§ Material to process:
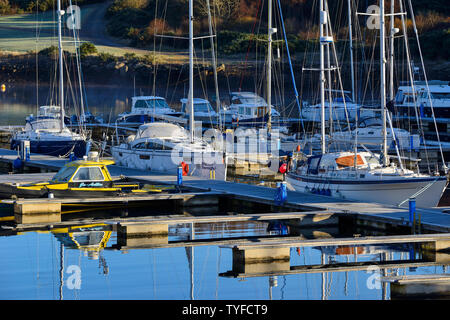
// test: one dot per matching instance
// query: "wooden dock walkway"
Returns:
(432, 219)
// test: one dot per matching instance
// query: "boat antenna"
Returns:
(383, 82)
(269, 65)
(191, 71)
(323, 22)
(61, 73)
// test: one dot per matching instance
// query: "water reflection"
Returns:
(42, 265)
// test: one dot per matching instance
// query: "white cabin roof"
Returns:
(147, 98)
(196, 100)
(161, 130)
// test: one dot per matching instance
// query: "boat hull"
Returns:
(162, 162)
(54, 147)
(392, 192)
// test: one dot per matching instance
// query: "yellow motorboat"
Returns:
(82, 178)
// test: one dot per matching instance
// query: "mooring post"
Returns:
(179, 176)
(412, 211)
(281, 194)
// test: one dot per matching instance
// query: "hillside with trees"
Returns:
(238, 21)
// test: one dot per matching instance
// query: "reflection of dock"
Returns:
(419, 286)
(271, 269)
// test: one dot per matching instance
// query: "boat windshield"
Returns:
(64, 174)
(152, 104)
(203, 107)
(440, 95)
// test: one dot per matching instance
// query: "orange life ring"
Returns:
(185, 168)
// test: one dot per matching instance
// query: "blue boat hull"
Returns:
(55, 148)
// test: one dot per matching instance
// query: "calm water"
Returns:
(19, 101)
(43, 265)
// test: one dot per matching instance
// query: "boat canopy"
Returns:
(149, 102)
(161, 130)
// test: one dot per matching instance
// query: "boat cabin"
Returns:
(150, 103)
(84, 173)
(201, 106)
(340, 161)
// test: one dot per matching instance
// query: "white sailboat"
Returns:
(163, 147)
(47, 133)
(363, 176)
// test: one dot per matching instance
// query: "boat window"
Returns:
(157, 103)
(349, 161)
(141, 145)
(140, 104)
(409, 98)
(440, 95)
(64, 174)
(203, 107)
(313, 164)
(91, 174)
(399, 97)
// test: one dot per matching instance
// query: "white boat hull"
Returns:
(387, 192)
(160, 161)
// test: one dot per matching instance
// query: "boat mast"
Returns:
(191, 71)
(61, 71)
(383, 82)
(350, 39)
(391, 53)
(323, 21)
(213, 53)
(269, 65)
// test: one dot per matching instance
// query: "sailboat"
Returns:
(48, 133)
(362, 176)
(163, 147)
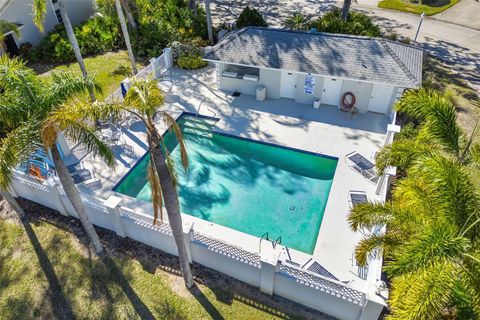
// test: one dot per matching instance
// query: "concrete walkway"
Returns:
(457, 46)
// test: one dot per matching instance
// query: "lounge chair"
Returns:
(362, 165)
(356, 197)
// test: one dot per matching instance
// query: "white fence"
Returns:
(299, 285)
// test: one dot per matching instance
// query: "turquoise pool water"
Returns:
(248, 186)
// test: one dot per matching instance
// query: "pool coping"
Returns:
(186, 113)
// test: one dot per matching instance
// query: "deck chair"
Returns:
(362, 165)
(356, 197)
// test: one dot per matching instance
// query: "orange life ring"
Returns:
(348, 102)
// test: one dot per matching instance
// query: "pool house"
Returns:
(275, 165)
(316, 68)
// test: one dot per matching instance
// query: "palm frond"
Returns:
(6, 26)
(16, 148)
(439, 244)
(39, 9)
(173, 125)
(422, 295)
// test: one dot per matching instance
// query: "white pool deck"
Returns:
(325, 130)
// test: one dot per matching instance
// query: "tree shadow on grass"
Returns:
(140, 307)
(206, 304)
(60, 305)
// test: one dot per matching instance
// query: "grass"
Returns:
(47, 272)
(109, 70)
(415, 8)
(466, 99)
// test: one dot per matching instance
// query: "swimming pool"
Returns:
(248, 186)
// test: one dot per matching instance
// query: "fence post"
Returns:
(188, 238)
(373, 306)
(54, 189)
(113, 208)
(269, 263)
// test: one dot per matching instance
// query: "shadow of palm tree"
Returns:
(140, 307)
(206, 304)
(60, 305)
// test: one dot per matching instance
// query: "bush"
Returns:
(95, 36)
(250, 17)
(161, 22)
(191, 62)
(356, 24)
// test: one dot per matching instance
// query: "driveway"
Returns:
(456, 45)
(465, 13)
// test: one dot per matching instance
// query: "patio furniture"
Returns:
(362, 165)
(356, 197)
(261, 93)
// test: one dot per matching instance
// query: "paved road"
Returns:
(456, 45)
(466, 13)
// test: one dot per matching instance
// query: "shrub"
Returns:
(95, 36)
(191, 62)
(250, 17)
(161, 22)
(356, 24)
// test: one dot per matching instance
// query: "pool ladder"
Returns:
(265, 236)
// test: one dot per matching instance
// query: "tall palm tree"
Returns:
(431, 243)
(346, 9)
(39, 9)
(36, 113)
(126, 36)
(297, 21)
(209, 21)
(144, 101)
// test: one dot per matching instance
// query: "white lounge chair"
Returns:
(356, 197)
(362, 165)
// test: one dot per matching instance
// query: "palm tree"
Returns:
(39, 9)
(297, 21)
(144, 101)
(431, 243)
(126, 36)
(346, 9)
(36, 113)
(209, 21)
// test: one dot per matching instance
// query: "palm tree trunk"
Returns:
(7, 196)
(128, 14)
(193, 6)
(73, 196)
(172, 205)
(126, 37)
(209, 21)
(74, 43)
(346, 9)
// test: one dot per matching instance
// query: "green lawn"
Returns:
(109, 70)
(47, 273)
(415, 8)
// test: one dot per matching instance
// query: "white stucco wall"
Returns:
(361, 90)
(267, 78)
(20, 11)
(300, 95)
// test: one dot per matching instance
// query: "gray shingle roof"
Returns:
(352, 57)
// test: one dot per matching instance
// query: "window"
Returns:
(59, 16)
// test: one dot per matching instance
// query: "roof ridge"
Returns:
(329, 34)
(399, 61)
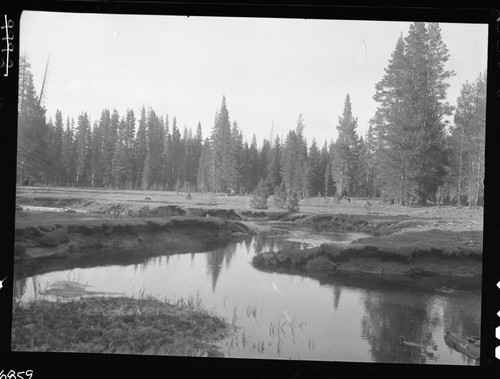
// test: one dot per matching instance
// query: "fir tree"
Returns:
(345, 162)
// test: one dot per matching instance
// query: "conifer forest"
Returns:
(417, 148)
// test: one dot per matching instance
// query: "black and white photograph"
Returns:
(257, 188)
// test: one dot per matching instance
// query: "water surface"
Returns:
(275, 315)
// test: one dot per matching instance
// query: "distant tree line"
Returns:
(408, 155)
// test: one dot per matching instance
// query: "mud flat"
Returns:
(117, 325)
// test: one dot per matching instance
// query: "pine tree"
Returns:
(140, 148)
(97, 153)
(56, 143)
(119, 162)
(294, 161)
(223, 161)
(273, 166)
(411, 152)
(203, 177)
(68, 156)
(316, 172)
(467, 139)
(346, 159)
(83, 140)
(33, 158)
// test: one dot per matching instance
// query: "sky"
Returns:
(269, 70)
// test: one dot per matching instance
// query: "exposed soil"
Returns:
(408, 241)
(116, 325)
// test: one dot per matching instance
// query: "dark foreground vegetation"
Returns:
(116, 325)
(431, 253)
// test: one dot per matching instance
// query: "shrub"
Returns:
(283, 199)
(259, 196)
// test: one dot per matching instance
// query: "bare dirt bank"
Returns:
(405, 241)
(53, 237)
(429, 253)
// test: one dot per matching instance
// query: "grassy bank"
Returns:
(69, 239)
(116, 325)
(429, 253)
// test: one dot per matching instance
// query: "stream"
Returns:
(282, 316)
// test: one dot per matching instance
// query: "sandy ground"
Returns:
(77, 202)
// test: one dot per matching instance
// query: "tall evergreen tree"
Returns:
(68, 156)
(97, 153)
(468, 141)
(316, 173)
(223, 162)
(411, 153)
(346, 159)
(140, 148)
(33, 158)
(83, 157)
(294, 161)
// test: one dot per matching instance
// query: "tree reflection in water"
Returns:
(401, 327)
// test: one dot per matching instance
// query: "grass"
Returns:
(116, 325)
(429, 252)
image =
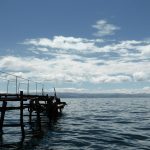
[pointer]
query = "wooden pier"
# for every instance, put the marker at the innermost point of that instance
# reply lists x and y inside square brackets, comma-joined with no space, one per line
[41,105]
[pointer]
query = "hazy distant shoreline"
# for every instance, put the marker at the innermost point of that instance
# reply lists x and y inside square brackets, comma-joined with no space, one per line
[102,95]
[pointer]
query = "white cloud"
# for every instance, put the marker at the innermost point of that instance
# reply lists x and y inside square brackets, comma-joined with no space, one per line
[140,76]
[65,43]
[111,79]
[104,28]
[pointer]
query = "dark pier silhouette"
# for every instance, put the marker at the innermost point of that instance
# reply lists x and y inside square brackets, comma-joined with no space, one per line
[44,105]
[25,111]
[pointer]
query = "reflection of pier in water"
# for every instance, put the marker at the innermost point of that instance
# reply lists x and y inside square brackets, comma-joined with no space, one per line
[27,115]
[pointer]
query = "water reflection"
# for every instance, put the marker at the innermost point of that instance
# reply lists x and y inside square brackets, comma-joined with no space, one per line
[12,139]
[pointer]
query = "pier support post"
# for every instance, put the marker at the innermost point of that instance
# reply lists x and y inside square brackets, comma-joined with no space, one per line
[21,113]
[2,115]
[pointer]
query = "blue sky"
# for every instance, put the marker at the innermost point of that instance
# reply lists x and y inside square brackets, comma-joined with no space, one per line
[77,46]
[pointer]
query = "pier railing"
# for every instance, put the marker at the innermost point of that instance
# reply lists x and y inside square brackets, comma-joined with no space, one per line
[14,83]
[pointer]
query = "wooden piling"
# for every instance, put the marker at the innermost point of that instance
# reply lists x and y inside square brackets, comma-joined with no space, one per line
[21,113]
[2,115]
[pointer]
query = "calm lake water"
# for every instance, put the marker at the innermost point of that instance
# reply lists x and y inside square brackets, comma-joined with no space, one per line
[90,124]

§ Work to be completed: If a line in the material contains "reflection", show it.

§ Reply to the task:
// query: "water reflection"
// query: "reflection of dock"
// query: "tree reflection in water"
query = "reflection of pier in water"
query = "water reflection"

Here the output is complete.